● **PAGE EXTRACT**:
===

S4. How do you make MinHash distributed/streaming?

min is associative and commutative, so sig(A∪B) = slotwise min(sig(A), sig(B)). Map-reduce: emit partial signatures, reduce by slot-wise min. Streaming: fold each element into the running signature in O(k).

S5. What are the main failure modes at scale?

Hot LSH buckets from boilerplate (strip it, cap bucket size), low recall (more bands, higher k), low precision (more rows, stronger verify), empty-bin bias (densify), tokenizer drift (version the pipeline), memory exhaustion (b-bit).

S6. How do you tune the LSH S-curve to a target threshold t?

Pick (b,r) with b·r=k and (1/b)^{1/r} ≈ t. Put the steep part of the curve just below the true cutoff; verify recall/precision against a labeled golden set and adjust.

S7. How do you verify a MinHash implementation?

Cross-check estimates against exact Jaccard on small sets (mean over many trials should hit J), check unbiasedness empirically, test empty/identical/disjoint sets, and confirm variance scales as J(1−J)/k.

S8. When is bottom-k preferable to k-hash?

When the O(n·k) build cost dominates and you also want a cardinality estimate for free — bottom-k uses one hash per element and the same k smallest values give both Jaccard and distinct-count.

S9. When is MinHash the wrong tool?

When the metric isn't Jaccard (cosine → SimHash; edit distance → string algorithms), when sets are small enough for exact comparison, or when you need zero error. MinHash gives an estimate of set overlap.

S10 (analysis). Why doesn't a signature alone solve the scaling problem?

Comparing two signatures is O(k), but comparing all pairs is still O(N²·k). LSH banding is what makes candidate generation sublinear; MinHash is only the signature source.


Professional / Theory Questions (8 Q&A)

P1. State and prove Broder's collision theorem.

P[h_min(A)=h_min(B)] = J. Let e* be the minimizer of A∪B; by min-wise independence it's uniform over the union. The minima coincide iff e*∈A∩B (then it's the min of both; otherwise it's in exactly one and the other's min is strictly larger). So the probability is |A∩B|/|A∪B| = J.

P2. What is min-wise independence and why does it matter?

A hash family is min-wise independent if every element of any set S is equally likely to be the minimum. It's the exact assumption Broder's theorem needs. Exact min-wise families need Ω(|U|) bits, so we use approximate families (strong hashes), incurring bias ≤ ε.

P3. Derive the variance and the 1/√k rule.

Each X_i ∼ Bernoulli(J), Var(X_i)=J(1−J). Independent → Var(Ĵ)=J(1−J)/k. Since J(1−J)≤1/4, SE ≤ 1/(2√k): error ∝ 1/√k, so halving error needs 4× k.

P4. Give a Chernoff/Hoeffding bound on k.

Ĵ is an average of k independent [0,1] variables, so Hoeffding gives P[|Ĵ−J|≥ε] ≤ 2e^{−2kε²}, hence k ≥ ln(2/δ)/(2ε²). Multiplicative Chernoff P[Y≥(1+γ)μ]≤e^{−μγ²/3} sharpens the small-J regime.

===

From the MinHash Q&A above, render this sentence in Spanish: "LSH banding is what makes candidate generation sublinear; MinHash is only the signature source."

● **DATA PROVIDED**:

===

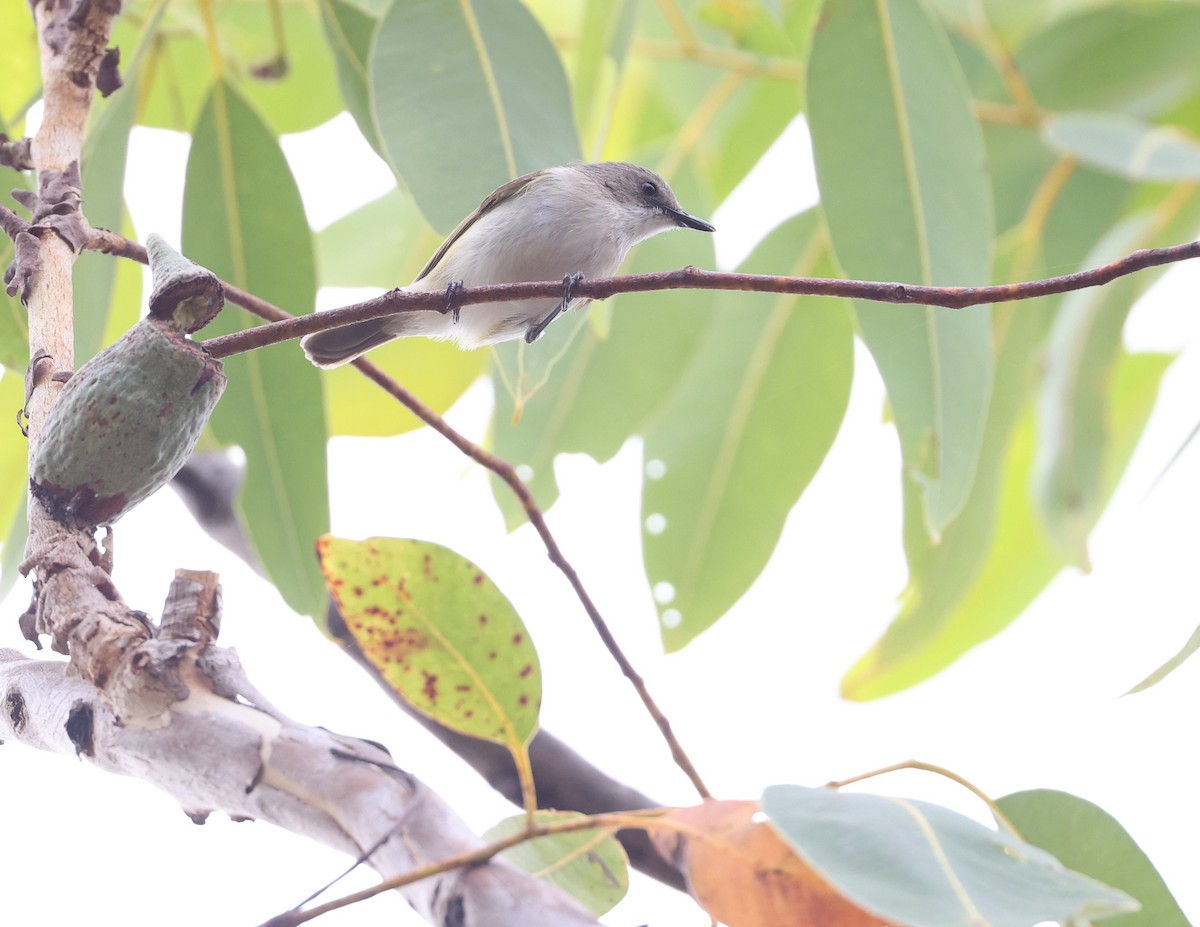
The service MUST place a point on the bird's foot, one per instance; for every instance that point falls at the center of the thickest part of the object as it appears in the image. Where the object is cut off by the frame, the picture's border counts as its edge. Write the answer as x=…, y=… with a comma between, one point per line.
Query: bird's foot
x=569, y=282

===

● **RESPONSE TO THE TASK**: El bandeo de LSH es lo que hace que la generación de candidatos sea sublineal; MinHash es solo la fuente de las firmas.